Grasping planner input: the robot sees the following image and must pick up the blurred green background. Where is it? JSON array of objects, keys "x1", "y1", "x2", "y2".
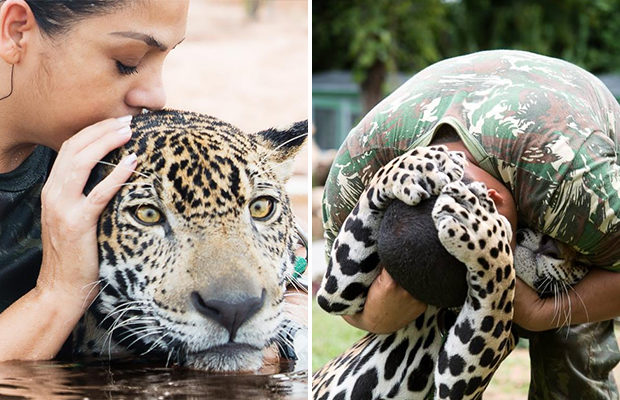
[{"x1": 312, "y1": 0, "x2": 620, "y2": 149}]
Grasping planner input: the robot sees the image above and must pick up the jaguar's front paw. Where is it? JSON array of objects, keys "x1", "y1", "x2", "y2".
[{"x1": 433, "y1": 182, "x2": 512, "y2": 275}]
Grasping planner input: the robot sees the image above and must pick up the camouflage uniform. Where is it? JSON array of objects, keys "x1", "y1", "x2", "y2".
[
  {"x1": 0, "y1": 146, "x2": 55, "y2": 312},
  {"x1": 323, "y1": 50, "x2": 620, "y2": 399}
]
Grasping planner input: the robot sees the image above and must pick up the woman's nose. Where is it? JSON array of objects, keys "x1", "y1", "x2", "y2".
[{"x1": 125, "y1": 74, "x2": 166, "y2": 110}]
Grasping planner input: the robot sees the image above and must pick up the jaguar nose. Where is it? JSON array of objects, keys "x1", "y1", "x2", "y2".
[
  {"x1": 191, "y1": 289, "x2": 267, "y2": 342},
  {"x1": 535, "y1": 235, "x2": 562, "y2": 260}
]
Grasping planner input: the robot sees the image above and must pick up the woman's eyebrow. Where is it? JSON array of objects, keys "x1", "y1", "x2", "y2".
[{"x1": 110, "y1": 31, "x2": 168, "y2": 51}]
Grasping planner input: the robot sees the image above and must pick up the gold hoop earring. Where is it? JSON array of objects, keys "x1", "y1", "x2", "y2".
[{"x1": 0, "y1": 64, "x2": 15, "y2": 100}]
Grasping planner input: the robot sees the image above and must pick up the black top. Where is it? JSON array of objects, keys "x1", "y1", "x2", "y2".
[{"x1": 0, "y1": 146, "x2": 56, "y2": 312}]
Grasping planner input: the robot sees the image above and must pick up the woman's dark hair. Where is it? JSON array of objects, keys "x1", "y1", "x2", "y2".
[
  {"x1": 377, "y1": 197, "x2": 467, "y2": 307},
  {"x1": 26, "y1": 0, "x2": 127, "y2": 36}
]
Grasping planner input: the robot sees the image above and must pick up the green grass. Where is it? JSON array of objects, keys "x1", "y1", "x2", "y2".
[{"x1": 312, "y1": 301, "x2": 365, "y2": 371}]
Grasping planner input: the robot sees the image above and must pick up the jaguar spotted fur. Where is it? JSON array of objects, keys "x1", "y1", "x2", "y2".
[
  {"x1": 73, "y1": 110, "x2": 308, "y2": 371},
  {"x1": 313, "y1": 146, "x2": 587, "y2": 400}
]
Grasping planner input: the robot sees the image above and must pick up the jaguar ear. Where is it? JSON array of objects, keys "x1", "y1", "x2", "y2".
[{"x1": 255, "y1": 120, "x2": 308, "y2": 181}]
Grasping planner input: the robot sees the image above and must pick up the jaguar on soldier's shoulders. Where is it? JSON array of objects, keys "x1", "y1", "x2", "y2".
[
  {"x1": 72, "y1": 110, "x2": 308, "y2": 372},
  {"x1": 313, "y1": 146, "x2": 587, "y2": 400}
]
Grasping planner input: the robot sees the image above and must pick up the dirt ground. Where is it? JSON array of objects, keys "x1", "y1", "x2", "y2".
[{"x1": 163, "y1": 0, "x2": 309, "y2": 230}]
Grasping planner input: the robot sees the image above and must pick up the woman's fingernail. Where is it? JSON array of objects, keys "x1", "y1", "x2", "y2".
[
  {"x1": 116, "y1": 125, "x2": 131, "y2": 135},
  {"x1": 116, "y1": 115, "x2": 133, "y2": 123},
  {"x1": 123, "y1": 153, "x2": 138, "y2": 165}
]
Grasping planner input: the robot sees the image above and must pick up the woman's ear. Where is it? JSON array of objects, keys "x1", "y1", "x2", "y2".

* [Exercise aim]:
Repeat each record exactly as shown above, dropping all images.

* [Full answer]:
Grasping planner input: the robot sees the following image and must pick up the blurred green background. Where is it? JSON array of objects, keys "x1", "y1", "x2", "y2".
[{"x1": 312, "y1": 0, "x2": 620, "y2": 149}]
Grasping planner input: the robot sees the image above and must pick up the jaguar's front paw. Where is it? JSON array of objects, keys "x1", "y1", "x2", "y2".
[{"x1": 433, "y1": 182, "x2": 512, "y2": 275}]
Grasping planner input: the robot sees the image above and must pick up the camouflage uniform. Where is it? JSON array of objects, keys "x1", "y1", "x2", "y2".
[
  {"x1": 0, "y1": 146, "x2": 55, "y2": 312},
  {"x1": 323, "y1": 50, "x2": 620, "y2": 399}
]
Grasping planner input: the robot sees the image above and must pick up the woman's nose. Where is it? JSON array of objects, keys "x1", "y1", "x2", "y2".
[{"x1": 125, "y1": 74, "x2": 166, "y2": 110}]
Grasping planner input: the robot sees the image above and must pick up the jaguar nose. Where is it? JSON array of objects, keys "x1", "y1", "x2", "y2".
[
  {"x1": 191, "y1": 289, "x2": 267, "y2": 342},
  {"x1": 535, "y1": 235, "x2": 562, "y2": 260}
]
Grasping planner input: the robot sees the image above and must pick up the woman's eyebrow. Where is it? JSON array of objects, keys "x1", "y1", "x2", "y2".
[{"x1": 110, "y1": 31, "x2": 168, "y2": 51}]
Grasping planner input: the robot sees the image above and must pick up the gold hoop earring. Where is it? JSON array of objects, keys "x1", "y1", "x2", "y2".
[{"x1": 0, "y1": 64, "x2": 15, "y2": 100}]
Grasping planner input: the robot sees the image above and must pick up the black top. Where is it? JSON array of objects, keys "x1", "y1", "x2", "y2".
[{"x1": 0, "y1": 146, "x2": 56, "y2": 312}]
Grasping planner input: the robot sees the image above and must pick up the woman's dark hair. Where is it? JSON array of objects, keys "x1", "y1", "x2", "y2".
[
  {"x1": 377, "y1": 197, "x2": 467, "y2": 307},
  {"x1": 26, "y1": 0, "x2": 127, "y2": 36}
]
Grasping planner input: the robot sees the image above and must pick up the green grass. Where is it? JSON array of objects, keys "x1", "y1", "x2", "y2".
[{"x1": 312, "y1": 301, "x2": 365, "y2": 371}]
Grasping planner input: the robot sees the image above and must pick up the jaguar spotted fur. Where is it? JSON array of objects, keys "x1", "y1", "x2", "y2".
[
  {"x1": 73, "y1": 110, "x2": 308, "y2": 371},
  {"x1": 313, "y1": 146, "x2": 587, "y2": 400}
]
Grasping planner input: the robot sees the image above and must pick up the jaguar ear. Where is it? JSON array of objects, keys "x1", "y1", "x2", "y2".
[{"x1": 255, "y1": 120, "x2": 308, "y2": 181}]
Grasping planner input: the robot sees the image above and must pick up the jaguar on soldier's shoulders. Where is it? JSON array of objects, keys "x1", "y1", "x2", "y2".
[
  {"x1": 72, "y1": 110, "x2": 308, "y2": 372},
  {"x1": 313, "y1": 146, "x2": 587, "y2": 400}
]
Grasping planner input: the robot sees the image above and must pick up the dirt ground. Where is it? JSON array of objects, keys "x1", "y1", "x2", "y2".
[{"x1": 163, "y1": 0, "x2": 309, "y2": 230}]
Grasping planner input: the robot sees the image above and must pick up the woman's fingernail. Where is it? JSON array of objects, keys "x1", "y1", "x2", "y2".
[
  {"x1": 116, "y1": 125, "x2": 131, "y2": 135},
  {"x1": 116, "y1": 115, "x2": 133, "y2": 123},
  {"x1": 123, "y1": 153, "x2": 138, "y2": 165}
]
Grasping planner input: the robot sees the image above and must pick up the woman's ear. Where is it? JSON array of objects, keys "x1", "y1", "x2", "y2".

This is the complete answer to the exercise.